§ **WORK TO BE COMPLETED**: Take the material below and output exactly the run of lines from the one containing "target | light wood grain" down to the one containing "target | blueberry", with both included.
*** Begin section ***
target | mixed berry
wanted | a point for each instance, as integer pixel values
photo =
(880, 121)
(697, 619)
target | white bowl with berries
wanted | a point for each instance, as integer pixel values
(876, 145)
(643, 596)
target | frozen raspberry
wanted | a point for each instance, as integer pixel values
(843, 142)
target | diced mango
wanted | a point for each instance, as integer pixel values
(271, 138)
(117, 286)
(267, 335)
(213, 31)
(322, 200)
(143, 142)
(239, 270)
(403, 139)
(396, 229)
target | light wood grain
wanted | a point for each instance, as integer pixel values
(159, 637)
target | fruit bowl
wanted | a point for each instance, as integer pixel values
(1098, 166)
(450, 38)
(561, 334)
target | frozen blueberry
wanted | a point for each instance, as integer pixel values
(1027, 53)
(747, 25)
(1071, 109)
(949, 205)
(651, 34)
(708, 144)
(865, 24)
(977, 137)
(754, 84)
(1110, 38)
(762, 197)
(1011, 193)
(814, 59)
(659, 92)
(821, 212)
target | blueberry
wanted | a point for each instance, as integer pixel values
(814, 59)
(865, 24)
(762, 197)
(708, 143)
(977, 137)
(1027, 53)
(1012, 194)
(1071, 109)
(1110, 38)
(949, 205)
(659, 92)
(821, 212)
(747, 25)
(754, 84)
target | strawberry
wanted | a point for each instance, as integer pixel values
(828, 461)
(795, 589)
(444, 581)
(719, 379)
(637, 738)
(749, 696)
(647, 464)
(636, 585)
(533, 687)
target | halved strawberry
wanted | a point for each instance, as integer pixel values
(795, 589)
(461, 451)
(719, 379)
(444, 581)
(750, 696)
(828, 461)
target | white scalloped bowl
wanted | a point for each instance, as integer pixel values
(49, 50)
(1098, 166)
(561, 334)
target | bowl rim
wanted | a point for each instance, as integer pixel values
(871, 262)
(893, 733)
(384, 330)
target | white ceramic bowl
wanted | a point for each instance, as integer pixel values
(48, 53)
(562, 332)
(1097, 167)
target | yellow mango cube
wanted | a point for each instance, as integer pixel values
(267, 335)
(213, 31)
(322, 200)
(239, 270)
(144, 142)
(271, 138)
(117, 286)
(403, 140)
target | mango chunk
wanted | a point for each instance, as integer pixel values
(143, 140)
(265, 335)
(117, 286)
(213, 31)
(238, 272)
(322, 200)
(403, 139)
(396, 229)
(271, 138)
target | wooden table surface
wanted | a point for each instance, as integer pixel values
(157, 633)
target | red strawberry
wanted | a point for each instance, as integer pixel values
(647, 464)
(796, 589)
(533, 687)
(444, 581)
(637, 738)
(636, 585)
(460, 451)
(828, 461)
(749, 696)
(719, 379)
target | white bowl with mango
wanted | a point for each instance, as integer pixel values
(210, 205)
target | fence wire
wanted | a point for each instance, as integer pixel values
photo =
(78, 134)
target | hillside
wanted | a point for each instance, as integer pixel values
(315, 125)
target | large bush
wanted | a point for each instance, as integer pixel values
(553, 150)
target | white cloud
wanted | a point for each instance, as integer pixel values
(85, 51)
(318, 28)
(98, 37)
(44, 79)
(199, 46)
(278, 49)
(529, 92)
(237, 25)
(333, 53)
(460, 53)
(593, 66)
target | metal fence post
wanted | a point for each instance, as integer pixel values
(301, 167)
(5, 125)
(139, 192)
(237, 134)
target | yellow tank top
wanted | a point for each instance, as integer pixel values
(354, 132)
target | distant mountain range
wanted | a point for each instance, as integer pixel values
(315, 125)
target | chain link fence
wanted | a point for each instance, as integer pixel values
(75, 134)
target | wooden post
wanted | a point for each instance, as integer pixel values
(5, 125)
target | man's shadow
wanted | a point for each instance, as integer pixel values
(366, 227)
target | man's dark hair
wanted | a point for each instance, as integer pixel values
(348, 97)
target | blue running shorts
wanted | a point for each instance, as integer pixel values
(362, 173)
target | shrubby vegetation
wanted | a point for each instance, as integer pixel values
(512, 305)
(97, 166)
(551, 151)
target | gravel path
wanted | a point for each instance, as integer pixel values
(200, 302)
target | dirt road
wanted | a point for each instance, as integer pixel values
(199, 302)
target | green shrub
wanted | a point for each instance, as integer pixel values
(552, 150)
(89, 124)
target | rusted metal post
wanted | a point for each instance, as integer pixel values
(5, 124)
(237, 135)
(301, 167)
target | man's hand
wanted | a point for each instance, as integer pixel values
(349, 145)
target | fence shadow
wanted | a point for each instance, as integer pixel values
*** End section ***
§ **COMPLETED EXERCISE**:
target | light wood grain
wanted | a point for each instance, as integer pixel values
(159, 637)
target | fruit bowl
wanted | a point for each instance, as integer pixel values
(1098, 166)
(450, 38)
(561, 334)
target | frozen blueberry
wanted | a point for each instance, as integer pixel values
(1027, 53)
(747, 25)
(1071, 109)
(949, 205)
(651, 34)
(708, 144)
(865, 24)
(977, 137)
(754, 84)
(1110, 38)
(762, 197)
(1011, 193)
(814, 59)
(659, 92)
(821, 212)
target | blueberry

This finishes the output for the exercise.